-- RECORDS --
* * * * * * * * *

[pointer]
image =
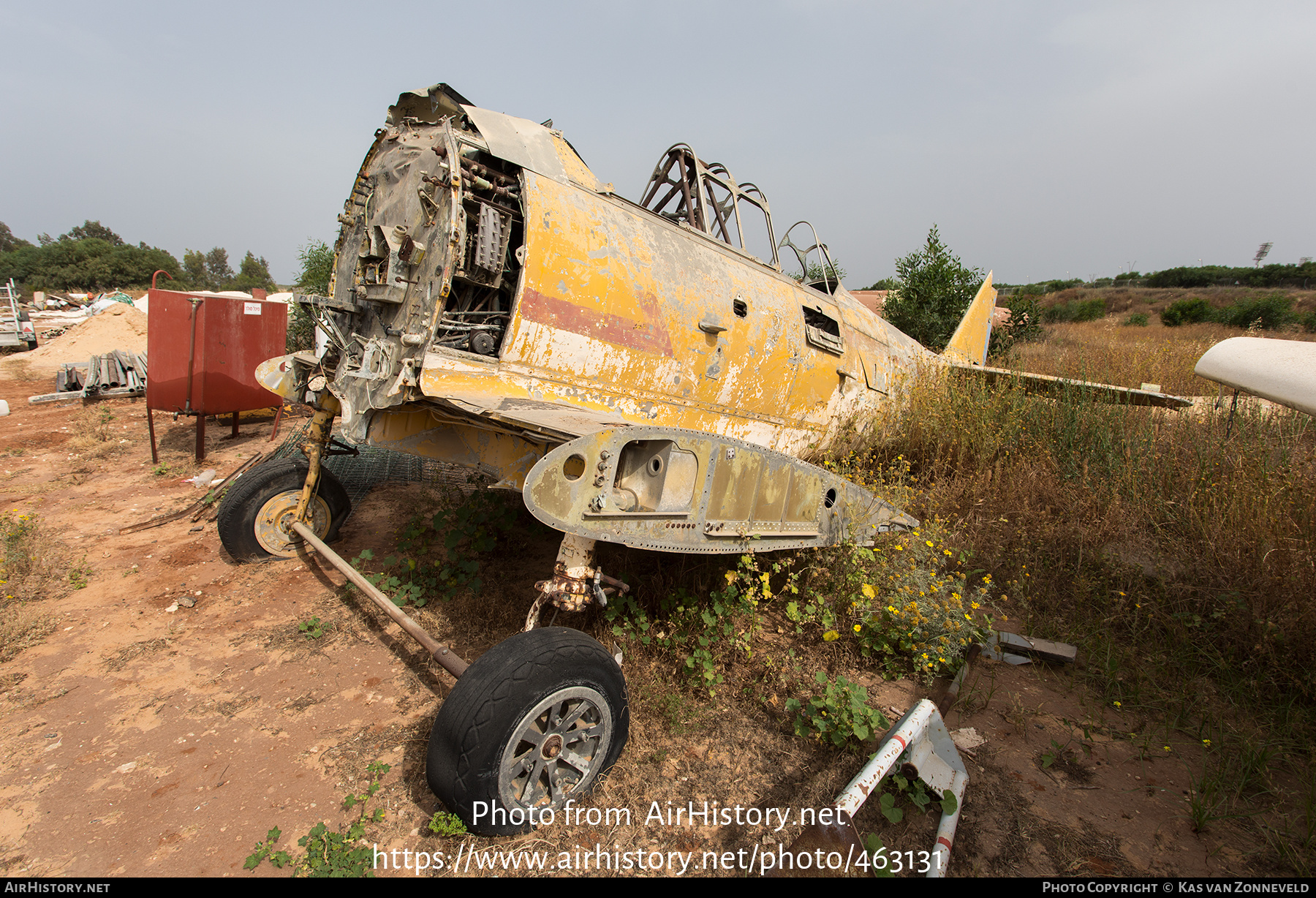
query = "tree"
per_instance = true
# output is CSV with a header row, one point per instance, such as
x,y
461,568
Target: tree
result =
x,y
253,273
217,271
94,230
316,260
316,269
8,243
194,266
934,293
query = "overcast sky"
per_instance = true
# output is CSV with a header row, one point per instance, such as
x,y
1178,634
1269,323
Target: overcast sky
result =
x,y
1045,140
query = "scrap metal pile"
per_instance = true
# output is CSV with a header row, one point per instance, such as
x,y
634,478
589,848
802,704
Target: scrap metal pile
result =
x,y
102,377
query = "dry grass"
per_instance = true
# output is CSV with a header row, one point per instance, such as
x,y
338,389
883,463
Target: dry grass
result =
x,y
1107,352
1138,523
95,434
1178,559
36,567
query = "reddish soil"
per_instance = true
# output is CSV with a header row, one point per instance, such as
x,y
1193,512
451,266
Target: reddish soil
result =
x,y
144,738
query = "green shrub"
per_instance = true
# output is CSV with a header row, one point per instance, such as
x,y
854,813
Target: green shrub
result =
x,y
1273,311
1186,311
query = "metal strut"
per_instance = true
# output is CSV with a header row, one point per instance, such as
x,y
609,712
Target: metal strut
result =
x,y
575,581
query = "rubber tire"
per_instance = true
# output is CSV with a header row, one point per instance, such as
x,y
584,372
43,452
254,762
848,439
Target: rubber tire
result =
x,y
241,503
490,701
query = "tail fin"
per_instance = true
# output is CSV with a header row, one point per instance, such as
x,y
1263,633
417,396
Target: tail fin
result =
x,y
973,336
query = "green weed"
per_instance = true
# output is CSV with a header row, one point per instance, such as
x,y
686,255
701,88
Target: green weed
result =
x,y
447,825
330,853
839,714
314,628
439,557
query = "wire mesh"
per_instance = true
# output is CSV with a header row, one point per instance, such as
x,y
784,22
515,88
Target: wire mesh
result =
x,y
375,467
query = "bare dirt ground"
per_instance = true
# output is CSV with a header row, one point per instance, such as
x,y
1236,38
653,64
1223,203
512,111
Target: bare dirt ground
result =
x,y
144,740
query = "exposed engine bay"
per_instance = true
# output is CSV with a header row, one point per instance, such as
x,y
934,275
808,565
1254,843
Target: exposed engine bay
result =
x,y
428,256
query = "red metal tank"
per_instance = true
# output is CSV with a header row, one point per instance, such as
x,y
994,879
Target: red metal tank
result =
x,y
203,352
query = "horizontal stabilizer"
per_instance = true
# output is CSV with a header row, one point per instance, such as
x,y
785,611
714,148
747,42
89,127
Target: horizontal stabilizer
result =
x,y
1062,388
972,339
678,490
1279,370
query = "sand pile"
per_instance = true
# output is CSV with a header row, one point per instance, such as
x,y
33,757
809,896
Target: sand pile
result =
x,y
118,327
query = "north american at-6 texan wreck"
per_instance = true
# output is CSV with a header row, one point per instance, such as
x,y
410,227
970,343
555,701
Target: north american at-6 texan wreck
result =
x,y
643,373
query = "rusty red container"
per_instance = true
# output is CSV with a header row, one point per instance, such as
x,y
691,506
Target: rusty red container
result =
x,y
203,350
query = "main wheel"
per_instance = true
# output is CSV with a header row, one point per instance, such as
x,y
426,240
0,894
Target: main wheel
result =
x,y
257,511
531,726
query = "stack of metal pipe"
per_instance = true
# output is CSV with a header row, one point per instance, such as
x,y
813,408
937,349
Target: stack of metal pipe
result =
x,y
118,373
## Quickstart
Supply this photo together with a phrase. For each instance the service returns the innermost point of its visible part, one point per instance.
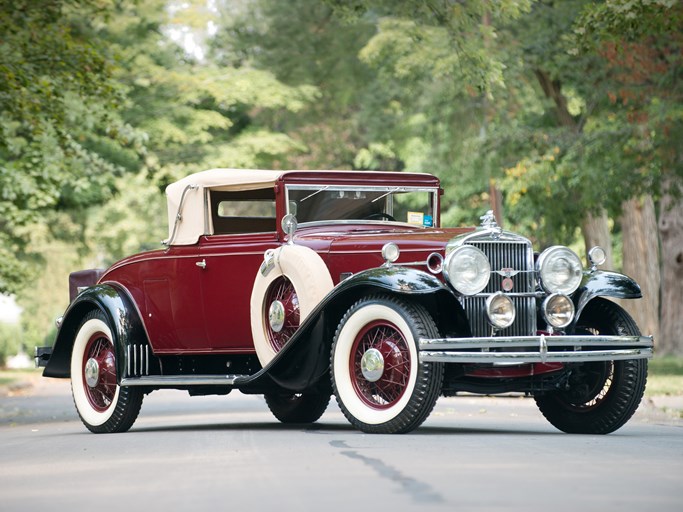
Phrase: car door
(173, 306)
(232, 262)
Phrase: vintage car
(300, 285)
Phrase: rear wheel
(102, 405)
(600, 397)
(380, 383)
(297, 407)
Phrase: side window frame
(242, 224)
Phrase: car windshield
(337, 203)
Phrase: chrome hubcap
(92, 372)
(372, 365)
(276, 316)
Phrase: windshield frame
(388, 190)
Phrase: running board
(182, 380)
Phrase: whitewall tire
(378, 380)
(102, 405)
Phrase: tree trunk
(595, 230)
(671, 235)
(641, 261)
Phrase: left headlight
(560, 270)
(468, 269)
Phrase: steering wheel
(380, 215)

* * * * * * * * *

-- DIRECTIONS FOR THIS TASK --
Reproduce the records exactly, images excluded.

-- RESPONSE FOR THIS EXERCISE --
[pointer]
image =
query = "tree"
per_instance = true
# output is CSV with a header row, one point per instance, such as
x,y
461,568
Target: tree
result =
x,y
253,273
217,271
94,230
316,260
316,269
8,243
194,266
934,293
query = "overcast sky"
per_instance = true
# output is CSV with a header row, one point per instance, such as
x,y
1178,634
1269,323
Target: overcast sky
result =
x,y
1045,140
query = "scrap metal pile"
per_instance = true
# output is CSV with a header row, one point per instance, such as
x,y
634,478
589,848
802,704
Target: scrap metal pile
result =
x,y
102,377
query = "dry grass"
per_instance = true
# output is CSV with a header row, one point per instance, such as
x,y
338,389
883,463
Target: dry grass
result =
x,y
1107,352
1138,523
95,434
1178,559
36,567
query = "reddish soil"
per_instance = true
# output is CSV with a header row, one point per instance, such as
x,y
1193,512
451,266
Target: reddish soil
result =
x,y
144,738
query = "green shrub"
per_instance = true
# output is CSV with a header row, one point per instance, such as
x,y
854,813
Target: green shrub
result =
x,y
1273,311
1186,311
query = "metal strut"
per_instance = true
# output is CSV with a header row, one point per instance, such as
x,y
609,712
Target: metal strut
result =
x,y
575,581
query = "rubber tire"
per_instance = true
# output is CSV with a header row, one point per instance, such as
x,y
584,372
43,452
254,762
848,439
Target: rubber tire
result =
x,y
241,503
490,701
query = "tail fin"
per_instance = true
# output is CSV with a header row, one point per instance, such as
x,y
1263,633
417,396
Target: tail fin
result =
x,y
973,336
query = "green weed"
per_instance = true
# output is CSV with a header row, one point per instance, such as
x,y
686,255
701,88
Target: green weed
result =
x,y
447,825
330,853
839,714
314,628
439,557
query = "wire mesh"
per_instance = true
# output is CSV with a header row, one point per instance, such as
x,y
784,22
515,88
Target: wire mesh
result =
x,y
375,467
query = "bare dirt ground"
per_instance = true
# output is CSV with a header row, one point per instance, such as
x,y
1236,38
653,64
1223,203
512,111
Target: bare dirt ground
result =
x,y
144,740
query = "exposed engine bay"
per_instance = true
# output is CSV with a header row, one point per instance, such as
x,y
934,275
808,565
1254,843
Target: exposed engine bay
result =
x,y
428,256
query = "red metal tank"
per_instance = true
# output is CSV with a header row, one point per instance, such as
x,y
994,879
Target: red metal tank
result =
x,y
203,352
query = "horizontal stabilizer"
per_instance = true
# output is CSV with a header row, one point per instance, such as
x,y
785,611
714,148
747,42
89,127
Target: horizontal stabilizer
result =
x,y
1062,388
972,339
678,490
1279,370
query = "sand pile"
per_instance = true
# output is CSV with a header row, one point per instance, such as
x,y
33,757
809,896
Target: sand pile
result =
x,y
118,327
query = "north american at-6 texan wreck"
per_instance = true
# output is CSV with a header row, one point per instance, such as
x,y
410,227
970,343
555,701
Target: north american at-6 texan wreck
result =
x,y
643,373
query = "rusty red container"
per_instance = true
# output is CSV with a header row, one point per instance, such as
x,y
691,506
Target: rusty red container
result =
x,y
203,350
query = "main wheel"
per_instance = true
# output is CSV with a header row, one point per instance, such as
x,y
426,240
0,894
Target: main wheel
result =
x,y
257,511
531,726
query = "stack of metal pipe"
per_instance = true
# output is CSV with a header row, one point per instance, such as
x,y
813,408
937,349
Target: stack of metal pipe
result =
x,y
118,373
## Quickstart
Supply this photo together with a phrase. For each instance the service returns the innermost point of its visible part, one point per instance.
Phrase: car door
(173, 306)
(232, 262)
Phrase: vintage car
(300, 285)
Phrase: rear wheel
(102, 405)
(600, 397)
(380, 383)
(297, 407)
Phrase: side window frame
(242, 224)
Phrase: car windshield
(337, 203)
Phrase: chrome hubcap
(92, 372)
(372, 365)
(276, 316)
Phrase: windshield frame
(388, 190)
Phrase: running board
(182, 380)
Phrase: whitewall tire
(378, 380)
(102, 405)
Phrase: tree trunk
(595, 230)
(671, 235)
(641, 261)
Phrase: left headlight
(560, 270)
(468, 269)
Phrase: steering wheel
(380, 215)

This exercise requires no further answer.